Continue the film note on Tess of the Storm Country, picking up after its final sentence.

Given text —
-----

Tess of the Storm
Country
Dir: Edwin S. Porter
Prod: Adolf Zukor
(uncred.)
Scr: B.P. Schulberg
Phot: Edwin S. Porter
Premiere: March 30,
1914
80 min.
She was America’s sweetheart and the most powerful woman in
Hollywood history. Mary Pickford rose to stardom on the strength of her impish,
beguiling persona, becoming one of the most recognizable faces in the world. Tess of the Storm Country, her first of
52 feature films, cements her screen image – the plucky, waiflike heroine who
overcomes all manner of obstacles to achieve happiness.
She was born Gladys Smith, and started performing on stage
at the age of 7. She worked her way to Broadway, then dabbled in film until
finally devoting herself to it in 1913. Shew went west, becoming Hollywood’s
first feature-film star.
Tess is a
melodrama, a romance of cross-class attractions, illegitimate children, and
misunderstandings. Pickford’s character is not a child, but not a woman, either
– she plays off both her winsomeness and feistiness as she self-sacrificingly struggles
through over an hour of little tragedies. She was the heroic and decent
underdog, and audiences loved and identified with her.
After this film, she was
rightly considered “the most popular girl in the world.” Six years later, she
would marry Douglas Fairbanks, Sr., and the two would become the film industry’s
first “power couple.”

-----

Record list —

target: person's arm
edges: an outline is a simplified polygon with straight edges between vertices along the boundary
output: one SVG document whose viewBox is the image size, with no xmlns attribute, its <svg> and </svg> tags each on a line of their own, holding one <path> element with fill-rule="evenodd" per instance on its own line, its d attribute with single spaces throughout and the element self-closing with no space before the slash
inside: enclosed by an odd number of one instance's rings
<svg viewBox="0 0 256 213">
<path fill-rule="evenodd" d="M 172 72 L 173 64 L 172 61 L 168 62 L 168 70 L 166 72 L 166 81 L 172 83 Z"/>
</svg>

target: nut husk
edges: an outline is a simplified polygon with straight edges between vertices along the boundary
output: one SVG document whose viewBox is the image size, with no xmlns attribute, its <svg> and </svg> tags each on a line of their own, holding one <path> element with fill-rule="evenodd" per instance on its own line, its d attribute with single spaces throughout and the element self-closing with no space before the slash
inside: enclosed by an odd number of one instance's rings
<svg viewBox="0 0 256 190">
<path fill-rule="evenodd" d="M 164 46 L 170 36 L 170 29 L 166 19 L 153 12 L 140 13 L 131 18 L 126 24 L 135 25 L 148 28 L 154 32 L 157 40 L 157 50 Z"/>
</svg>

-----

Task response —
America’s first film stars were primarily women – Florence Lawrence,
Pearl White, Mabel Normand, and then Pickford. She was a great performer, and
possessed keen intelligence, managerial ability, and business sense to boot. The
nascent studio system had just begun promoting prominent actors, and Pickford
grabbed that mechanism and used it to her advantage. A master promoter, she used
her worldwide popularity to score pay raises and creative control.
Soon she was producing all of her films, writing some of
them as well. She successfully resisted “block-booking” policies that paired her
films with inferior ones for distribution. She co-founded United Artists,
helped to found the Academy of Motion Picture Arts and Sciences, and the Motion
Picture Relief Fund.
A staunch protector of her film image, Mary remade the film in
1922, as she loved the character and could give the story better production
values. It was just as successful as its first incarnation.
The fatal flaw in her popularity was that Pickford's fans would
not accept her maturation. As she grew older, she attempted more sophisticated
and complex roles, but the public rejected her. She continued as a mogul for
decades, living quietly and drinking copiously.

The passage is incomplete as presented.